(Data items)

☆ ☆ ☆ ☆

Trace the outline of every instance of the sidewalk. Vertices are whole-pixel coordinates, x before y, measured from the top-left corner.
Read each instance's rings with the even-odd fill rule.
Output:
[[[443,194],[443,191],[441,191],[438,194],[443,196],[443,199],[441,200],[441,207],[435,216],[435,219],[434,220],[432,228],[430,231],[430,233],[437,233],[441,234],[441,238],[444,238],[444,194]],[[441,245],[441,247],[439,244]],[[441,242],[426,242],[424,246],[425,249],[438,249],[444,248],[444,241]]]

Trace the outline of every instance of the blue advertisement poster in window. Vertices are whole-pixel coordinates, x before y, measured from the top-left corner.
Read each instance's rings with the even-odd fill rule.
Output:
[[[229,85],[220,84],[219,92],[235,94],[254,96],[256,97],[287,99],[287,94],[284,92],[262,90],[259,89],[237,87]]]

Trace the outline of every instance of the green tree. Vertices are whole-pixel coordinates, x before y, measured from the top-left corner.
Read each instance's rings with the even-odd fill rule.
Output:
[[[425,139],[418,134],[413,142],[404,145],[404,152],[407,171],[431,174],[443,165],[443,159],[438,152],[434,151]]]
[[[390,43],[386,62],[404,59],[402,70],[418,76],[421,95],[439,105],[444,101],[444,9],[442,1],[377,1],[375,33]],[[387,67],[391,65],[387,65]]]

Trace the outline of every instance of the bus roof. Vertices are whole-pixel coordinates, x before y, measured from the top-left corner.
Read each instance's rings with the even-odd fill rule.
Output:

☆ ☆ ☆ ☆

* _PROBLEM_:
Recast the lines above as a JSON list of strings, with one string for each line and blank lines omitted.

* _EXERCISE RESULT_:
[
  "Trace the outline of every instance of the sidewalk. Vertices are whole-pixel coordinates, x before y, measured from the top-left corner.",
  "Read each instance's rings with the even-odd fill rule.",
  "Output:",
  "[[[443,194],[443,191],[441,191],[438,194],[443,196],[443,199],[441,200],[441,207],[435,216],[435,219],[434,220],[432,228],[430,231],[430,233],[437,233],[441,234],[441,238],[444,238],[444,194]],[[441,245],[441,247],[439,244]],[[441,242],[426,242],[424,246],[425,249],[438,249],[444,248],[444,241]]]",
  "Trace the outline of every instance of the blue advertisement poster in window. Vertices are whole-pixel coordinates, x before y, measured from the top-left corner.",
  "Read each instance's rings with the even-odd fill rule.",
  "Output:",
  "[[[229,85],[220,84],[219,92],[235,94],[254,96],[256,97],[287,99],[287,94],[284,92],[262,90],[259,89],[237,87]]]",
  "Trace the outline of every instance of the green tree. Vertices are whole-pixel coordinates, x before y, measured from the top-left corner.",
  "Read each instance's rings with the even-odd fill rule.",
  "Output:",
  "[[[425,139],[418,134],[413,142],[404,145],[404,152],[407,171],[431,174],[443,165],[443,159],[438,152],[434,151]]]",
  "[[[390,43],[386,62],[404,59],[402,70],[418,76],[421,95],[439,105],[444,101],[444,9],[442,1],[377,1],[375,33]],[[387,67],[391,65],[387,65]]]",
  "Trace the outline of every instance of the bus roof. Vertices are whole-pixel coordinates, x before y, measured from the top-left corner.",
  "Read each instance's rings with the even-odd fill rule.",
  "Output:"
]